Task description:
Using the PFSweb press release, answer each question below and label each answer with the same letter.
(a) To what date was the PFSweb stockholder vote postponed?
(b) Which company should non-objecting beneficial shareholders who have not voted contact, and at what number?
(c) On what date did eCOST.com shareholders approve the merger agreement with PFSweb?

Filed by PFSweb, Inc.
Pursuant to Rule 425 under the Securities Act of 1933
and deemed filed pursuant to Rule 14a-12
under the Securities Exchange Act of 1934
Subject to Company: eCost.com, Inc.
Commission File Number: 000-50887
Contact: Lewis Goldberg / Todd Fromer
KCSA Worldwide
212.896.1216 / 212.896.1215
lgoldberg@kcsa.com / tfromer@kcsa.com
PFSweb Adjourns Special Stockholder Meetings
Until January 24, 2006
Shareholders Vote Overwhelming For Merger with eCOST.com;
Management Urges Remaining Shareholders to Cast Vote
Plano, Texas, January 23, 2006 PFSweb, Inc. (Nasdaq: PFSW), a global provider of integrated
business process outsourcing (BPO) solutions, announced today the Companys Special Meeting of
Stockholders was adjourned and the vote postponed until Tuesday, January 24, 2006 to provide PFSweb
shareholders additional time to submit their proxies. PFSweb management urges all shareholders of
record to please vote their shares.
Shareholders that have submitted their proxies to date have voted overwhelmingly for all of the
proposals, which would approve the issuance of PFSweb common stock pursuant to the companys
definitive merger agreement with eCOST.com (Nasdaq: ECST), leading online discount retailer.
Non-objecting beneficial shareholders (NOBO) of PFSweb as of December 21, 2005 who have not voted
should contact Mellon Investor Services at 1-800-814-0304 to cast their vote directly. In addition,
shareholders of record as of December 21, 2005 who have not received or cannot locate their proxy
should call Tom Madden, CFO of PFSweb, at 972-881-2900 x6450. Valid proxies submitted by PFSweb
shareholders prior to the January 23, 2006 meeting will continue to be valid for purposes of the
reconvened meeting to be held January 24, 2006.
Shareholders for eCOST.com approved the definitive merger agreement with PFSweb at a separate
Special Meetings of Stockholders held today, January 23, 2006.
About PFSweb, Inc.
PFSweb develops and deploys integrated business infrastructure solutions and fulfillment services
for Fortune 1000, Global 2000 and brand name companies, including third party logistics, call
center support and e-commerce services. The company serves a multitude of industries and company
types, including such clients as Adaptec (Nasdaq:ADPT), CHiASSO, FLAVIA® Beverage Systems,
Hewlett-Packard (NYSE:HPQ), International Business Machines (NYSE:IBM), Nokia (NYSE:NOK), Pfizer,
Inc. (NYSE:PFE),
Raytheon Aircraft Company, Rene Furterer USA, Roots, Inc., Smithsonian Institution
and Xerox (NYSE:XRX).

Extracted material:
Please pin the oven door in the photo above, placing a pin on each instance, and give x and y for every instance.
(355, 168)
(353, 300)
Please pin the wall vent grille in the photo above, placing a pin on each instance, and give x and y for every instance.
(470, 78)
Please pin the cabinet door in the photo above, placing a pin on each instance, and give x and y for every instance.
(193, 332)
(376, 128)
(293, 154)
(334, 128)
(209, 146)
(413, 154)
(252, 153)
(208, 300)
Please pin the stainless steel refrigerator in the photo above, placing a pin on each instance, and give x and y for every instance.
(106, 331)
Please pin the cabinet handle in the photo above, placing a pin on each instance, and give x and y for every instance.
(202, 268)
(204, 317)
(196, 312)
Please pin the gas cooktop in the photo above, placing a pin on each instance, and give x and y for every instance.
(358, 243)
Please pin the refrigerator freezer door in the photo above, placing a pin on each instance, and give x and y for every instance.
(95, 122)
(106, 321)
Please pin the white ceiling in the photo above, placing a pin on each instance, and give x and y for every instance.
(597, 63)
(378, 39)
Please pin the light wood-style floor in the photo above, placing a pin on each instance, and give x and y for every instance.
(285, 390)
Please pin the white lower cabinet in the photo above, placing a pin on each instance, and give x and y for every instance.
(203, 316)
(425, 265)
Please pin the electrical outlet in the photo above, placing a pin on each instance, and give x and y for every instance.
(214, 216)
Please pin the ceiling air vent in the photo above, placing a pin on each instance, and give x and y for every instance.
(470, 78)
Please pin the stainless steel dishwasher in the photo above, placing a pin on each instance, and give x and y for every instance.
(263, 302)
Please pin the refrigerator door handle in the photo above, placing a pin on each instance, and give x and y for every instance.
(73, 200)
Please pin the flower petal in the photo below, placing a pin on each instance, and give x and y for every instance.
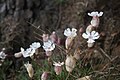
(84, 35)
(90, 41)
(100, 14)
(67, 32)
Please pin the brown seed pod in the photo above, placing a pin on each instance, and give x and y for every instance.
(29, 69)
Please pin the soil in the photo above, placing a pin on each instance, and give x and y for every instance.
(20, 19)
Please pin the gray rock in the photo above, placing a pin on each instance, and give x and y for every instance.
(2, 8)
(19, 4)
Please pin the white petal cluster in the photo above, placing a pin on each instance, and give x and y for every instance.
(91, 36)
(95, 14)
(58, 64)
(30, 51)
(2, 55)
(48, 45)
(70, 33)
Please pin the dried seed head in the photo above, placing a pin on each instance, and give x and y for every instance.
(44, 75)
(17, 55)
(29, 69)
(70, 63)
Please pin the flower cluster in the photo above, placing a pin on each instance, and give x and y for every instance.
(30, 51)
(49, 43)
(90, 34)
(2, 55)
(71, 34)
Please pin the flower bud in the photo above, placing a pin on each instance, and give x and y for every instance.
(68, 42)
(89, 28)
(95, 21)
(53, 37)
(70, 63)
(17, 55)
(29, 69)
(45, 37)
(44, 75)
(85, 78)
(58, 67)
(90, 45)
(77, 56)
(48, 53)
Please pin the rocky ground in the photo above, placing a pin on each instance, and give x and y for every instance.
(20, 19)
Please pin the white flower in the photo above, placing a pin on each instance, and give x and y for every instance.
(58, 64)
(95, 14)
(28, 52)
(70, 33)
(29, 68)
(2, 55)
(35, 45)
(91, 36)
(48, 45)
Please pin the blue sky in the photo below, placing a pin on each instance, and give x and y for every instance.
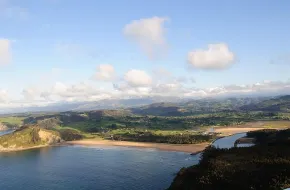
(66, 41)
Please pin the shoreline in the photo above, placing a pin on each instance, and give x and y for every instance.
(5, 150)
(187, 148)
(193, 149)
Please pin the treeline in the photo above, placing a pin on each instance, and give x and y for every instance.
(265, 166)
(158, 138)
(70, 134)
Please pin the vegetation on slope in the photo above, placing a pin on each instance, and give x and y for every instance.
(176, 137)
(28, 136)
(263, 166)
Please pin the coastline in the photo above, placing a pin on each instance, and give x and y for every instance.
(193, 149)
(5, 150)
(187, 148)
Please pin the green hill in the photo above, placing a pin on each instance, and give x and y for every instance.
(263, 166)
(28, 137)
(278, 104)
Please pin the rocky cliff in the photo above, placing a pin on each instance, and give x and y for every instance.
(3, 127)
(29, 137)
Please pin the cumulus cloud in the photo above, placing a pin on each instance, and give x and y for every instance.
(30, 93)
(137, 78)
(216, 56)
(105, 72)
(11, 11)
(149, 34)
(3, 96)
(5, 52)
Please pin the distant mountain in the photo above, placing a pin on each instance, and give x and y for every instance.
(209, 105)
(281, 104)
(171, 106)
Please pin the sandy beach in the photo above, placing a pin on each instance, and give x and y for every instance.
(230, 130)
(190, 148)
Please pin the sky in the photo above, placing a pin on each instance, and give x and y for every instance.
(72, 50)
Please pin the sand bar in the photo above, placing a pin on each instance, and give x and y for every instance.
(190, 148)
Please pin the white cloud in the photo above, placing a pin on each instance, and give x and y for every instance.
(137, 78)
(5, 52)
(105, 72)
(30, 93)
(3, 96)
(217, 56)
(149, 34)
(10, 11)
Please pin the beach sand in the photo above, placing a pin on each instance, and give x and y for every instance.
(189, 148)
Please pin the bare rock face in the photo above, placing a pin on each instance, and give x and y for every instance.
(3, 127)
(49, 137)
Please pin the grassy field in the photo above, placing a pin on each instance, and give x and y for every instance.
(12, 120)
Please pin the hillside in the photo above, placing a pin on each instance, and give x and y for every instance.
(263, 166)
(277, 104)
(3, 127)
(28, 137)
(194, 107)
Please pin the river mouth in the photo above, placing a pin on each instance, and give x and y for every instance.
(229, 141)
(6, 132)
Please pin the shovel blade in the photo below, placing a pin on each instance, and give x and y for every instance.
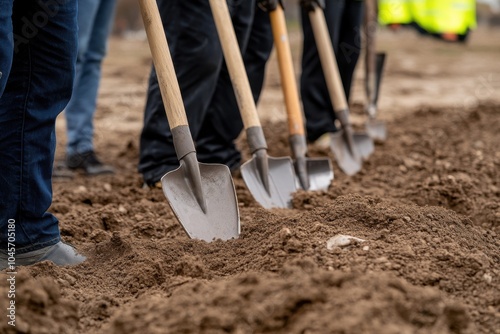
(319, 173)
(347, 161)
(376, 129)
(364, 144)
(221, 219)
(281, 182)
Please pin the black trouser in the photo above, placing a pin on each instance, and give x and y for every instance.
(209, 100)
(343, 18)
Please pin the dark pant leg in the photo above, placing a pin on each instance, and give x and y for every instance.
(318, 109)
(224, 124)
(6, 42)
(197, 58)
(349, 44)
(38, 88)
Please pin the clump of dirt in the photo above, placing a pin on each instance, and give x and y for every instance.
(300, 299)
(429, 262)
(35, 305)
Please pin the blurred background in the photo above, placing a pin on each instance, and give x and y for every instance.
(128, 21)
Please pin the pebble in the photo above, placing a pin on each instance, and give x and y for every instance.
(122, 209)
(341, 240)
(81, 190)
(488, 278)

---

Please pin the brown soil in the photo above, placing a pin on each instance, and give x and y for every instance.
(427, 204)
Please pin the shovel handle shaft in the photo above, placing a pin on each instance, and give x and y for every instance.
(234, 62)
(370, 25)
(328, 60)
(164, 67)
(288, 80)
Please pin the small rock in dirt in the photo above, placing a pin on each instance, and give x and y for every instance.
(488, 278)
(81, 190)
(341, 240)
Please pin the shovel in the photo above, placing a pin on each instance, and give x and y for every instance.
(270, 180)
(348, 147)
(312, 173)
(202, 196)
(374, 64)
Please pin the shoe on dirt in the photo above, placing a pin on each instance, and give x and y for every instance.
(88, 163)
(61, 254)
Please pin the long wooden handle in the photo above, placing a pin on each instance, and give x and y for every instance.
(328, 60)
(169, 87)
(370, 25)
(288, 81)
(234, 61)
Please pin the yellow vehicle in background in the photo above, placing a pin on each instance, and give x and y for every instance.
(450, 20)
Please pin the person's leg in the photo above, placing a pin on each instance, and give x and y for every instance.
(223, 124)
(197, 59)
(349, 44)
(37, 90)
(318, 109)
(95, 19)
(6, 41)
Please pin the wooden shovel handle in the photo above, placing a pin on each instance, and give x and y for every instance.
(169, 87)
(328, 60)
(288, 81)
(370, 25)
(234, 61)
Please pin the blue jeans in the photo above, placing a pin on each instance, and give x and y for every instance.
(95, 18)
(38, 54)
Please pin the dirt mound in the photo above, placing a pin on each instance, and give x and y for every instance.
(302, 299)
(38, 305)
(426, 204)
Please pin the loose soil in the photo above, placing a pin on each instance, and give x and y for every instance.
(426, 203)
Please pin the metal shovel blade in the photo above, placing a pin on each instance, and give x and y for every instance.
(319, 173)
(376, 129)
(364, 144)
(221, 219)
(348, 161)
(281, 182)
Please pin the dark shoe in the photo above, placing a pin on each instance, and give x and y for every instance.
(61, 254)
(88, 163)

--

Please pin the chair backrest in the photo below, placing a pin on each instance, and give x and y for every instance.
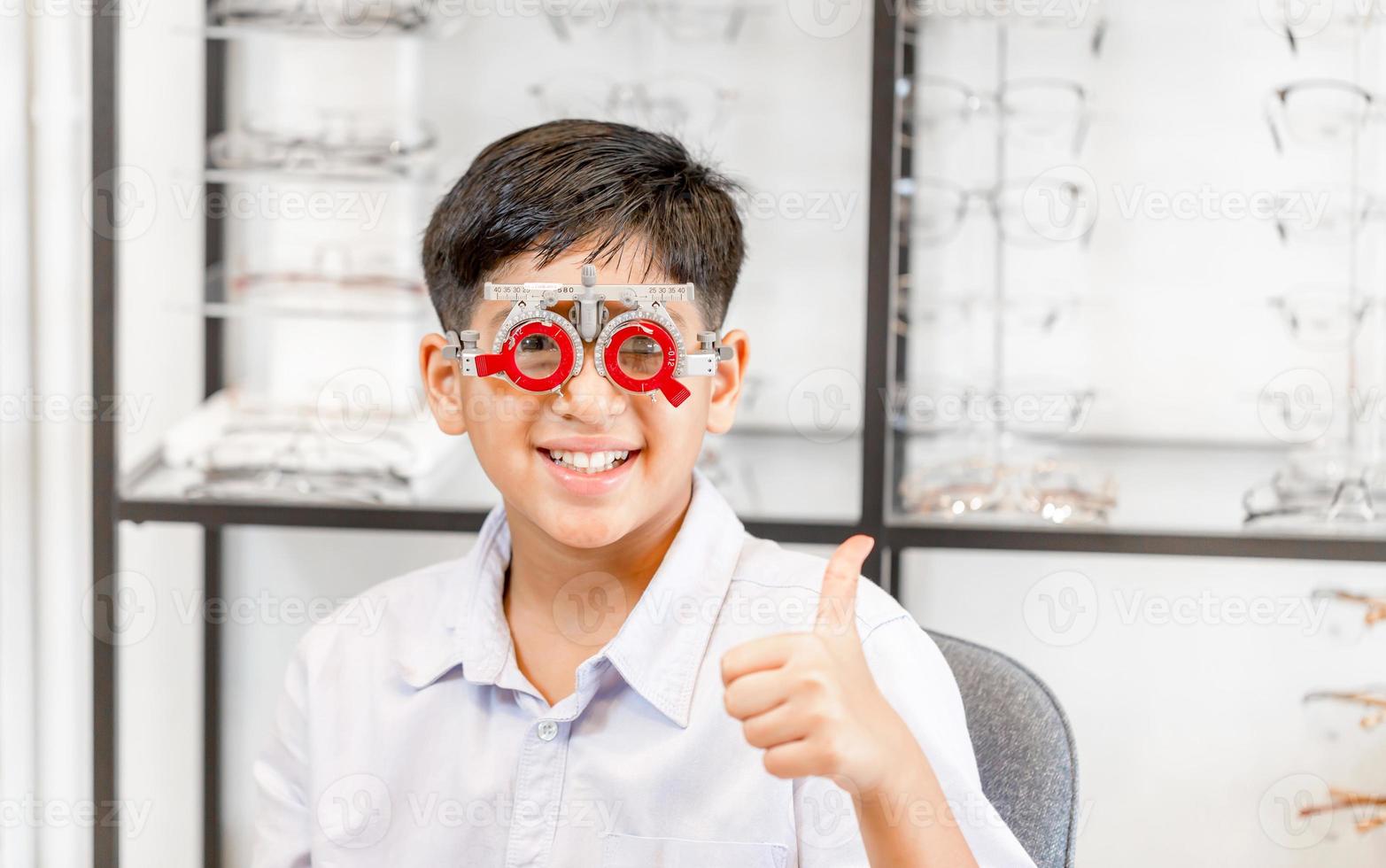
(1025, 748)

Result of the exercise:
(a) Tuesday, January 24, 2006
(b) Mellon Investor Services, at 1-800-814-0304
(c) January 23, 2006